# Problem description:
Include in the output the line containing "Provide the polygon of every instance of the toddler." and each subsequent line of the records, through the end, transcribed exactly. Add nothing else.

# Supplied material:
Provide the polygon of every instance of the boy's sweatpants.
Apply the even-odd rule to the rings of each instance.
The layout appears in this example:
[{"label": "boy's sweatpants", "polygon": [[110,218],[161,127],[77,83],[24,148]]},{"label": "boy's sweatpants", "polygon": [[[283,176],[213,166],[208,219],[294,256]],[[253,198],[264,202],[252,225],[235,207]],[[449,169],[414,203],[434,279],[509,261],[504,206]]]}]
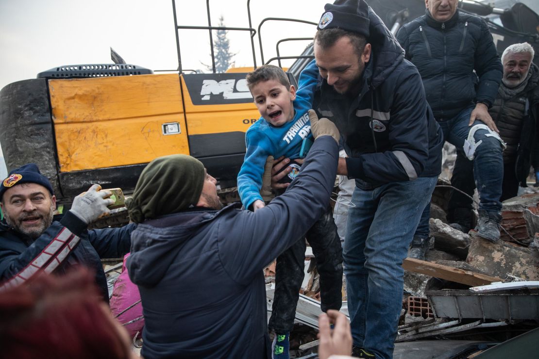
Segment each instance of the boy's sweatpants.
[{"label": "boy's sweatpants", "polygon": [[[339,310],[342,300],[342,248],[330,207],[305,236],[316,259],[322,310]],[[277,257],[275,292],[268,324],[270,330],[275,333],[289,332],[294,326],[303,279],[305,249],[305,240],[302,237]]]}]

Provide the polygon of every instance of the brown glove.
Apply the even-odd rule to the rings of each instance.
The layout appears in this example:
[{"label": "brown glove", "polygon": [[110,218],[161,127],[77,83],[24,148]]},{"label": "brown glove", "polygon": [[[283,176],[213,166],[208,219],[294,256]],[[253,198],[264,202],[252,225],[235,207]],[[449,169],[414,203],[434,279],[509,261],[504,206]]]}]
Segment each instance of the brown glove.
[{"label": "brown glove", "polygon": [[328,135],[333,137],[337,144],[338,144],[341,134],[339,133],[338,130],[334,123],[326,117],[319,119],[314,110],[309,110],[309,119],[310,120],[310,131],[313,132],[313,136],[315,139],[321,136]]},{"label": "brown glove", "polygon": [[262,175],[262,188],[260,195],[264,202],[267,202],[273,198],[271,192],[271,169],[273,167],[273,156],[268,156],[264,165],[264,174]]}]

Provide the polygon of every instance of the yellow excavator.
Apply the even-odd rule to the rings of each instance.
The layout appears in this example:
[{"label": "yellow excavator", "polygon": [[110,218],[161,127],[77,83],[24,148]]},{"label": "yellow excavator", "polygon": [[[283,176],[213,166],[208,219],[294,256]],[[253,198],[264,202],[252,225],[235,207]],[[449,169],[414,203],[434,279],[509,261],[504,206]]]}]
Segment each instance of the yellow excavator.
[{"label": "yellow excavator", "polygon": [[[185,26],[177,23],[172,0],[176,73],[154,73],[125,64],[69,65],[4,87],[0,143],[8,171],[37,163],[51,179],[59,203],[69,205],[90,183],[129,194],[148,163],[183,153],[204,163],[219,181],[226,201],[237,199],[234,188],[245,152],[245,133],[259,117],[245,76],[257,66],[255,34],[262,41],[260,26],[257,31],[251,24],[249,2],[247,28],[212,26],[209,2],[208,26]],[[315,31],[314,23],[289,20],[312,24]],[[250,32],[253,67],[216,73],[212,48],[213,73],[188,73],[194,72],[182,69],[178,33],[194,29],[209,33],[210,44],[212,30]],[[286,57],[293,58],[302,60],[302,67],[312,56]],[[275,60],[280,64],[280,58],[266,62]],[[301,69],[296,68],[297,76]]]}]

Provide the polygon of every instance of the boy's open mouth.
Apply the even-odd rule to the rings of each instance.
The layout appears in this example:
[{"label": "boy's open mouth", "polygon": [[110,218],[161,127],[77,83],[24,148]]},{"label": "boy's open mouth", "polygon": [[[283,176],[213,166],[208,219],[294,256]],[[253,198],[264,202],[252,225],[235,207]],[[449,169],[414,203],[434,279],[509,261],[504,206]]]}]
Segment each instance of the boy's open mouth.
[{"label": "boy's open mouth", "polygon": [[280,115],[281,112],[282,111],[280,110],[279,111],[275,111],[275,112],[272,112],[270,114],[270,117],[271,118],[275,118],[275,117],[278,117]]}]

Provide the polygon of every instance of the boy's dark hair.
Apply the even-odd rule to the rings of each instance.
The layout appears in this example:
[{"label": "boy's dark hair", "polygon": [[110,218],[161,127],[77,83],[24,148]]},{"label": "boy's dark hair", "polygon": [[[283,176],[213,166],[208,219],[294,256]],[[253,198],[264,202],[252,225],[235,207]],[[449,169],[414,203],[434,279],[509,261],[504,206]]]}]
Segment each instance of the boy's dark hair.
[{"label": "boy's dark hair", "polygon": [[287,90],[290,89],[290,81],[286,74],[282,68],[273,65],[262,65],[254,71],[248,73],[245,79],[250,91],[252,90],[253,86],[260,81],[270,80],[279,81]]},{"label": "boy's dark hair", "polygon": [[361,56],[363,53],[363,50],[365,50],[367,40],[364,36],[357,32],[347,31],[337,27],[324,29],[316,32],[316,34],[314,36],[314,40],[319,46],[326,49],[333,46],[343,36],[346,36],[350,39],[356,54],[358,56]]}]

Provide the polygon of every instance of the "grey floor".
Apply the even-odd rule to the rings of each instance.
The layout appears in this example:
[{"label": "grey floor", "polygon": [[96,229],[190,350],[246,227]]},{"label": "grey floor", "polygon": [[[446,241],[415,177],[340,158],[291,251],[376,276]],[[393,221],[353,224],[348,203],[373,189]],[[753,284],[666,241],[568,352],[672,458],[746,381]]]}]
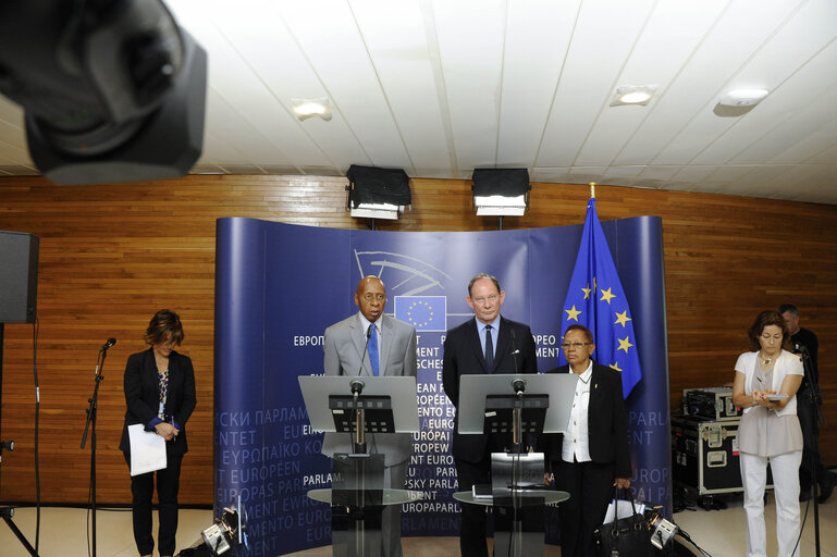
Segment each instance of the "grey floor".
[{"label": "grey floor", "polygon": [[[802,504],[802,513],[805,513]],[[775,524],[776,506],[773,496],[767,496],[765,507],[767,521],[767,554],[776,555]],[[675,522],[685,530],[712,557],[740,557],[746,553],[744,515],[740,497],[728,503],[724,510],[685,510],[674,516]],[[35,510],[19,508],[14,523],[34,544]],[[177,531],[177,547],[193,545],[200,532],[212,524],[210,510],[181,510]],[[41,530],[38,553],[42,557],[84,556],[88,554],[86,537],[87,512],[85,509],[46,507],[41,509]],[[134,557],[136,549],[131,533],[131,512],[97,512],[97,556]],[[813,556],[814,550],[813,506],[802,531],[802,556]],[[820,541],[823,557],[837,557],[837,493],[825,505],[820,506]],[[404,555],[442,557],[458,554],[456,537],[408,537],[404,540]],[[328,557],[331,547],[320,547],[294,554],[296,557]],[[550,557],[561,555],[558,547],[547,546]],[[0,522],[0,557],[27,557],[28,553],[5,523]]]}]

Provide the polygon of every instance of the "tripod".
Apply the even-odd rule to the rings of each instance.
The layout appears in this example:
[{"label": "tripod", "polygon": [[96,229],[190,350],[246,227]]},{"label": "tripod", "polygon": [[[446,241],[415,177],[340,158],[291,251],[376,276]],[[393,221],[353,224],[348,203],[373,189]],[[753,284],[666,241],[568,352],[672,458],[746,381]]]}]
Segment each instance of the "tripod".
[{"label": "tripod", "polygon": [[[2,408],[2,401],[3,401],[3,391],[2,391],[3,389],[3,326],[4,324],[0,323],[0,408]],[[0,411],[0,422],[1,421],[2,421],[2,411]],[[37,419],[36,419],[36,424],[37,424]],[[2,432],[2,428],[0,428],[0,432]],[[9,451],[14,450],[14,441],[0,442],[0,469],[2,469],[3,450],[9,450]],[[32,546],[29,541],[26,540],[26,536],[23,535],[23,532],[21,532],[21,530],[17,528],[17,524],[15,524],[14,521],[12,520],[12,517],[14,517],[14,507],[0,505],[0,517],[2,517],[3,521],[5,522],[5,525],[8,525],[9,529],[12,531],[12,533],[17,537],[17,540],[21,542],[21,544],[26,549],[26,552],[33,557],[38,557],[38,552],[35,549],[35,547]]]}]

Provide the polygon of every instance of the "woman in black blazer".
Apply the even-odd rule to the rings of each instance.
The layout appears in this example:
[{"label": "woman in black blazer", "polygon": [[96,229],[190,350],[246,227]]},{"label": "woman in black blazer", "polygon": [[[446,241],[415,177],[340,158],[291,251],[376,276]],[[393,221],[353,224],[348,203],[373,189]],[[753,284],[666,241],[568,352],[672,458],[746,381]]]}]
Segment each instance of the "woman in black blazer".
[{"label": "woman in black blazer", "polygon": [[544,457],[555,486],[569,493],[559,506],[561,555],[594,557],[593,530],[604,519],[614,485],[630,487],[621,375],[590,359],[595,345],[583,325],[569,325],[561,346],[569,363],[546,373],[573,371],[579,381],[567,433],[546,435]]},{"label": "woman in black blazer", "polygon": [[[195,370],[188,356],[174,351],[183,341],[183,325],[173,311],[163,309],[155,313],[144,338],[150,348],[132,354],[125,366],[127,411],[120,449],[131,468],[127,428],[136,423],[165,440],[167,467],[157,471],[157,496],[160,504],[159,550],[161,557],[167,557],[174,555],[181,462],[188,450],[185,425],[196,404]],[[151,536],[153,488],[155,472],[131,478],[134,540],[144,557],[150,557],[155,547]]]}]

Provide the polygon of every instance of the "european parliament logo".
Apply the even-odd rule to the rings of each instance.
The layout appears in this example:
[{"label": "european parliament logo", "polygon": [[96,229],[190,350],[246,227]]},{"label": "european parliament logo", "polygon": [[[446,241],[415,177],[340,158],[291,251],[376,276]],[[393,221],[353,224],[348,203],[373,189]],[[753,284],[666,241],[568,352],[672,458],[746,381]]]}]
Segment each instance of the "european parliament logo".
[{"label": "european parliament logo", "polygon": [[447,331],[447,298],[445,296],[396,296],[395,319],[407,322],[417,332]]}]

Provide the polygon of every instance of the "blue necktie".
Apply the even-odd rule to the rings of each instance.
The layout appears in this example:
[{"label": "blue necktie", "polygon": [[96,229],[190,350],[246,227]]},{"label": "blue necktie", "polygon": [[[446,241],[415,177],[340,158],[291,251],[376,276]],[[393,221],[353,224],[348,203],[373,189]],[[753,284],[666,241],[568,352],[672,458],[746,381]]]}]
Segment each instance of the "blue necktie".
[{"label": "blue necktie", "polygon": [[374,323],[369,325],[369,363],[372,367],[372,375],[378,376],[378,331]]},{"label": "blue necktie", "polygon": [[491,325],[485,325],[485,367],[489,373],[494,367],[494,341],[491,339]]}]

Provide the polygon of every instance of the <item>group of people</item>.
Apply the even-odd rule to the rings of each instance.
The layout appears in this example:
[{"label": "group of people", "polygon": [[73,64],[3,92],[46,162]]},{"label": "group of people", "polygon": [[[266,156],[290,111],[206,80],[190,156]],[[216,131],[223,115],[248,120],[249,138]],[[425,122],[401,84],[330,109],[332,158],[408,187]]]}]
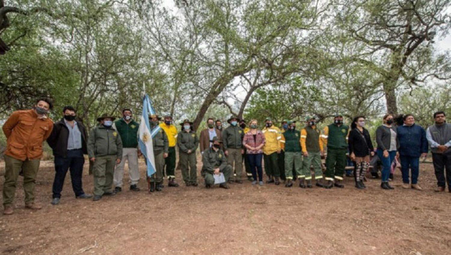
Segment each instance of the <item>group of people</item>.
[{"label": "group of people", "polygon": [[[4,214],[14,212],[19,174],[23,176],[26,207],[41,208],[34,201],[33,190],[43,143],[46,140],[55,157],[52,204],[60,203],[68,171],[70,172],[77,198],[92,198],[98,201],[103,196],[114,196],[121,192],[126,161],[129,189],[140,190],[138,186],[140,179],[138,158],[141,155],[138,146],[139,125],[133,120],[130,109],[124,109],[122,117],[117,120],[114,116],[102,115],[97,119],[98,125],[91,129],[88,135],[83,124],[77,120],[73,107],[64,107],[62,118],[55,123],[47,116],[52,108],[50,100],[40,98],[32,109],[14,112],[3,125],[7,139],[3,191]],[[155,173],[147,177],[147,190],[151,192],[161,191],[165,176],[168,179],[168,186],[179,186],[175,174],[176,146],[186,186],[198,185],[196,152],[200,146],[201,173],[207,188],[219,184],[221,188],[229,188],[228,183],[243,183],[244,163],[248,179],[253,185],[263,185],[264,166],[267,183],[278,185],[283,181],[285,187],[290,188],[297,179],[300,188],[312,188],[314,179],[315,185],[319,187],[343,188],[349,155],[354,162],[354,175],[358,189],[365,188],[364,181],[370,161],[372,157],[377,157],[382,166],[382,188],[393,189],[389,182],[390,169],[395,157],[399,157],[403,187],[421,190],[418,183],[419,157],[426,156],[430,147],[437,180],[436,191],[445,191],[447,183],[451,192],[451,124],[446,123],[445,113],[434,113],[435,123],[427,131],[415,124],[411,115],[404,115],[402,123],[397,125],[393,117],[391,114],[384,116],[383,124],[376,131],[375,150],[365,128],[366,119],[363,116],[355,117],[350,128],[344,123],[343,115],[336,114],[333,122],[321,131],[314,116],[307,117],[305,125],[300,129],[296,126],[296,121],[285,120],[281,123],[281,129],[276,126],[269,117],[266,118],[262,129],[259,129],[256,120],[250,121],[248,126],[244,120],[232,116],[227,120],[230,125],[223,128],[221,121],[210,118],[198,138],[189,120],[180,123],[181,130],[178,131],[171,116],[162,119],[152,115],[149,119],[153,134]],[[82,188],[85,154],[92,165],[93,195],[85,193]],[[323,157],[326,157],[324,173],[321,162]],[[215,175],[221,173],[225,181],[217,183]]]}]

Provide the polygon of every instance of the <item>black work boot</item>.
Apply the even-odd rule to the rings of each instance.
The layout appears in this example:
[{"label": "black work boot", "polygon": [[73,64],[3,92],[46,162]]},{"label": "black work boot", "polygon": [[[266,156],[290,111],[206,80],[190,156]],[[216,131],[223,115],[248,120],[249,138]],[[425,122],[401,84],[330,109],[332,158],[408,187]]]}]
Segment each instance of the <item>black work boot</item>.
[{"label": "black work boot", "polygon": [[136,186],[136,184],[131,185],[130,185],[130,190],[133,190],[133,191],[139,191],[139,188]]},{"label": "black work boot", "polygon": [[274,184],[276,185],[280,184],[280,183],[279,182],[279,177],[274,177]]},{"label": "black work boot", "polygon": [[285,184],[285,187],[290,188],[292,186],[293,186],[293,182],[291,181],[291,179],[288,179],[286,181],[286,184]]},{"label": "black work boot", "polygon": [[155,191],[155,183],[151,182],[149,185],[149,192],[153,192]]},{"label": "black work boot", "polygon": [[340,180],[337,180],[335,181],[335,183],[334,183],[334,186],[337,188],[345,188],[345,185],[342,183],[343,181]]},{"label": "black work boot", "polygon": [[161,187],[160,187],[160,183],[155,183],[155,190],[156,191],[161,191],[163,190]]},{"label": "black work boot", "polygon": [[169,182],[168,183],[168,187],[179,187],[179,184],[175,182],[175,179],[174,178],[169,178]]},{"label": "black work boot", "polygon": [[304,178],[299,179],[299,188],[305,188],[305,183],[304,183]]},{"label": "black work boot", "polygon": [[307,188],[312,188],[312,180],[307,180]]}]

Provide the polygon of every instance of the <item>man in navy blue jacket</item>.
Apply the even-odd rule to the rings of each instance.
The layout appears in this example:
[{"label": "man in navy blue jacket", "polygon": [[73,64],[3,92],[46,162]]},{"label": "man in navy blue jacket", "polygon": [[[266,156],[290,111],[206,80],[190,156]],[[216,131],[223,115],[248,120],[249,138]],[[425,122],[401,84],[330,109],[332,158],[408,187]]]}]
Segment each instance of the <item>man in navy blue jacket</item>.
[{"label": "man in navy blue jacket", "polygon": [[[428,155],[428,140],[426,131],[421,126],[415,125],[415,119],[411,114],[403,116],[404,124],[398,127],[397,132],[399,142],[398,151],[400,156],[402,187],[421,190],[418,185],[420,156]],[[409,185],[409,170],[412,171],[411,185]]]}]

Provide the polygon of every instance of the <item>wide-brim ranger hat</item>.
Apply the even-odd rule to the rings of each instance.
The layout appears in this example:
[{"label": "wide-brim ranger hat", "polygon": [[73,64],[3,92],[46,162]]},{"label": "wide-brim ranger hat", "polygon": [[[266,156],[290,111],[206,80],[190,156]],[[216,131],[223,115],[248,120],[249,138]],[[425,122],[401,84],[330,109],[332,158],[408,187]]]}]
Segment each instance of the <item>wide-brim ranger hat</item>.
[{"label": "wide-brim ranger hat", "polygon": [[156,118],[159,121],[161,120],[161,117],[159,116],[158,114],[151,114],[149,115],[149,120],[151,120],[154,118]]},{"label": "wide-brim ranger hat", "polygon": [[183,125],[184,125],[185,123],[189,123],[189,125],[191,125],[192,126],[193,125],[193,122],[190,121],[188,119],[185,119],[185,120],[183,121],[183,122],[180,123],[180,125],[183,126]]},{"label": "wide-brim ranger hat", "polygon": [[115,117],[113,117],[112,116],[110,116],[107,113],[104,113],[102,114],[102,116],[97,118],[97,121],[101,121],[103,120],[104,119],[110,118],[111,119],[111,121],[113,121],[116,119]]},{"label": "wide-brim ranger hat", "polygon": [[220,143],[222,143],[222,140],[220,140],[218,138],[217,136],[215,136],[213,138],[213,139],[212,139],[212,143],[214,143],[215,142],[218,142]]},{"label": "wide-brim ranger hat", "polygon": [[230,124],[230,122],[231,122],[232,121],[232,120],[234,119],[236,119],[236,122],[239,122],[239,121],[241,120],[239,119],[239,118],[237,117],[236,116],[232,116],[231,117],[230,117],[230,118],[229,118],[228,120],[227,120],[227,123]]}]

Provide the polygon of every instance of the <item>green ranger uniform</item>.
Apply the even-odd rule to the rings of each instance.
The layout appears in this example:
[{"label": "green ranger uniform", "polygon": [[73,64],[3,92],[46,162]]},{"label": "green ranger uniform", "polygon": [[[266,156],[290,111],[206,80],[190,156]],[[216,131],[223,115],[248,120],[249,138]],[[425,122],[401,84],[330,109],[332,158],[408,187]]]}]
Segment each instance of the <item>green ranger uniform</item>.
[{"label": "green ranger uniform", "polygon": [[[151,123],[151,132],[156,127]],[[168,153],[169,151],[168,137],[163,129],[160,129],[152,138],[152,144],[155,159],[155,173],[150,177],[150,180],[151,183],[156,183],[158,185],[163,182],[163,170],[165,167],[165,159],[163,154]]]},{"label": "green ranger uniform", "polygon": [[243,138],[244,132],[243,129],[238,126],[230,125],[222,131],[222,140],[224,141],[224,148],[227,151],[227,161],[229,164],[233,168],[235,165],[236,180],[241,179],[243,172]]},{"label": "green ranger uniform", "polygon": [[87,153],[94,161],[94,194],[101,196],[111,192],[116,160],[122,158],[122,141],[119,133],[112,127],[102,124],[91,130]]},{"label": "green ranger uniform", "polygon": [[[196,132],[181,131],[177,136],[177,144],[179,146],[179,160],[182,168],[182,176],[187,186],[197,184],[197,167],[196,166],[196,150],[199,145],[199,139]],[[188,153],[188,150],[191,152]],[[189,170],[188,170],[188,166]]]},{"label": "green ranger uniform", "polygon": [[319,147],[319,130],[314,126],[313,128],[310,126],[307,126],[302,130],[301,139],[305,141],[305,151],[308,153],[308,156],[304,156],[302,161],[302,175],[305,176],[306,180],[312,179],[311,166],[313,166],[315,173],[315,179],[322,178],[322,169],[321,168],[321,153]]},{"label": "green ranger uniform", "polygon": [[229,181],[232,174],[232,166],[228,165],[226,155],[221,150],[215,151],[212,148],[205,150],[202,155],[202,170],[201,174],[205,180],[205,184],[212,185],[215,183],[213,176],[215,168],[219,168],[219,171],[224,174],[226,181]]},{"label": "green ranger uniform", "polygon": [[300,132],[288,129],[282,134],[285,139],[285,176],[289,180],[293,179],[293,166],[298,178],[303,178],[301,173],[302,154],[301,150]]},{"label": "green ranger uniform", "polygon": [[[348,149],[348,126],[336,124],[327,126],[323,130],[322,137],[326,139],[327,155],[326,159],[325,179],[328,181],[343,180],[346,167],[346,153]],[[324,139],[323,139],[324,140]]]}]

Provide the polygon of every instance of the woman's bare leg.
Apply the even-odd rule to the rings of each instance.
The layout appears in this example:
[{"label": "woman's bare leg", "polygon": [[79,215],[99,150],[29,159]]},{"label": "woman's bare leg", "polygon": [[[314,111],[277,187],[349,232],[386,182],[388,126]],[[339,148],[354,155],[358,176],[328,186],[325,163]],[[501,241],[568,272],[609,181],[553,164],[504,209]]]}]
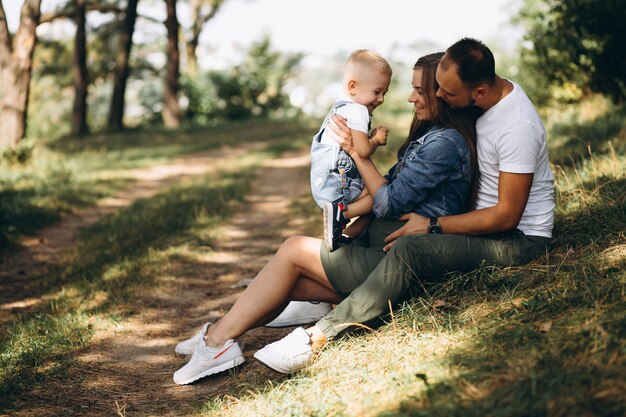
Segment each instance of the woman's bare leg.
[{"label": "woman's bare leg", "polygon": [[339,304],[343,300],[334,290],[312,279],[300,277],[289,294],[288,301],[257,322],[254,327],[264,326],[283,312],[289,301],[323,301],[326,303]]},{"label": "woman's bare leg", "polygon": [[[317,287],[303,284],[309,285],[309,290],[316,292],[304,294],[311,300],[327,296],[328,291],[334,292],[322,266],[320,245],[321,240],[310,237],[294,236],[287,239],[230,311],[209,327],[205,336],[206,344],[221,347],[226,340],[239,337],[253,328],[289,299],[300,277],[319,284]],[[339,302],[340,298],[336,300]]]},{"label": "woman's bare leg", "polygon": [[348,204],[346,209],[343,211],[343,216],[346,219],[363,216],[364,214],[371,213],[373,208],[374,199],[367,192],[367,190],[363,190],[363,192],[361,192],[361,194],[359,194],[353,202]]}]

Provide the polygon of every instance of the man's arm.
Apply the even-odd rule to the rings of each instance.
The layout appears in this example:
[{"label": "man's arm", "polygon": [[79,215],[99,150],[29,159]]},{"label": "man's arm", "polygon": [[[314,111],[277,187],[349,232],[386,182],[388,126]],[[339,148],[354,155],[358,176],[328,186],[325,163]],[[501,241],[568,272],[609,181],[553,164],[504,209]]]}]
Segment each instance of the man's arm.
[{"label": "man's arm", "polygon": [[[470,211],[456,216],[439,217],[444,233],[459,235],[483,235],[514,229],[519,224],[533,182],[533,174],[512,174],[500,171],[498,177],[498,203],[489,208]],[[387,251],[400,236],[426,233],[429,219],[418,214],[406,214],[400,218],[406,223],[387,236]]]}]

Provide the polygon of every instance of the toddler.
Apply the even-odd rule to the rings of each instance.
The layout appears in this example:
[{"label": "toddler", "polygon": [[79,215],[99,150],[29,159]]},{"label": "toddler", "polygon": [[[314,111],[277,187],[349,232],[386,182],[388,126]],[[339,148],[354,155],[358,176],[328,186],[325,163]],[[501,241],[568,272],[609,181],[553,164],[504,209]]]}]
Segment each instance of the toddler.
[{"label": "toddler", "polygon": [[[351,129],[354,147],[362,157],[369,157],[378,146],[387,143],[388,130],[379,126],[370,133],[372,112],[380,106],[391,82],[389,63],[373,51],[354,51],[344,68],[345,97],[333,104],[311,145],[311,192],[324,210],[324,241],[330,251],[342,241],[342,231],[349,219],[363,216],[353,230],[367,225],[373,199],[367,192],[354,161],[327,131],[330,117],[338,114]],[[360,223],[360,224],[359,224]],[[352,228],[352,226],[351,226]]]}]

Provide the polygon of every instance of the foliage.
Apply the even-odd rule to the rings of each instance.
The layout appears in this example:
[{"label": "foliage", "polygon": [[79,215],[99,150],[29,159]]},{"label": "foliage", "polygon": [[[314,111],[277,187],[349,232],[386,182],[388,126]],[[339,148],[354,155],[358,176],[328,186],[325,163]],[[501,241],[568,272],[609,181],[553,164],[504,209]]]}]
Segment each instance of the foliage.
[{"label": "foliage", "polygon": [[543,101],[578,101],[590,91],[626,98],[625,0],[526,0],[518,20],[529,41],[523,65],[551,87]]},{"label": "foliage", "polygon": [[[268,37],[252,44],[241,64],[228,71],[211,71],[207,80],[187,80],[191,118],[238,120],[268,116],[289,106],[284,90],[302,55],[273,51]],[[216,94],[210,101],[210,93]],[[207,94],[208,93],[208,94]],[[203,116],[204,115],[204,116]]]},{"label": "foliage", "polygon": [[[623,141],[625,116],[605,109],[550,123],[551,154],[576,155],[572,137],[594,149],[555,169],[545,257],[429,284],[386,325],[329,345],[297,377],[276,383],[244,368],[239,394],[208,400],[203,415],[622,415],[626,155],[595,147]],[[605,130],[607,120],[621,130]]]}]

# Task solution:
Provide the polygon of every instance of the toddler.
Apply the even-odd rule to the rings of each instance.
The layout appears in this example:
[{"label": "toddler", "polygon": [[79,215],[99,150],[29,159]]},{"label": "toddler", "polygon": [[[314,111],[277,187],[349,232],[386,182],[388,126]],[[339,148],[354,155],[358,176],[328,186],[325,163]],[[501,241],[568,272],[609,181],[553,164],[504,209]]]}]
Segment each instance of the toddler.
[{"label": "toddler", "polygon": [[[351,129],[354,147],[362,157],[369,157],[378,146],[387,143],[388,130],[379,126],[370,133],[372,112],[380,106],[391,82],[389,63],[373,51],[354,51],[344,68],[345,97],[333,104],[311,145],[311,192],[324,210],[324,241],[330,251],[342,241],[342,231],[349,219],[363,216],[353,230],[367,225],[373,199],[367,192],[354,161],[327,131],[330,117],[338,114]],[[360,223],[360,224],[359,224]],[[352,228],[352,226],[351,226]]]}]

Provide the polygon of every instance of the foliage.
Apply the even-odd rule to the rings of each instance.
The layout appears in this example:
[{"label": "foliage", "polygon": [[79,215],[99,150],[29,159]]},{"label": "foliage", "polygon": [[[314,111],[277,187],[349,232],[386,182],[388,126]],[[339,148],[354,155],[358,176],[328,186],[325,163]],[[501,241],[568,272],[609,181],[553,164],[504,209]]]}]
Segment each instance of the foliage.
[{"label": "foliage", "polygon": [[543,101],[578,101],[590,91],[626,98],[625,0],[526,0],[518,20],[529,41],[523,65],[551,87]]},{"label": "foliage", "polygon": [[[268,37],[252,44],[241,64],[228,71],[211,71],[207,80],[187,80],[191,118],[238,120],[268,116],[289,106],[284,90],[302,55],[273,51]],[[216,94],[210,101],[210,93]],[[207,94],[208,93],[208,94]],[[203,116],[204,115],[204,116]]]},{"label": "foliage", "polygon": [[[623,141],[625,116],[605,109],[550,123],[551,154],[576,155],[572,137],[594,149],[555,169],[545,257],[429,284],[386,325],[329,345],[297,377],[276,383],[244,368],[239,394],[208,400],[203,415],[622,415],[626,155],[595,147]],[[605,130],[607,120],[621,130]]]}]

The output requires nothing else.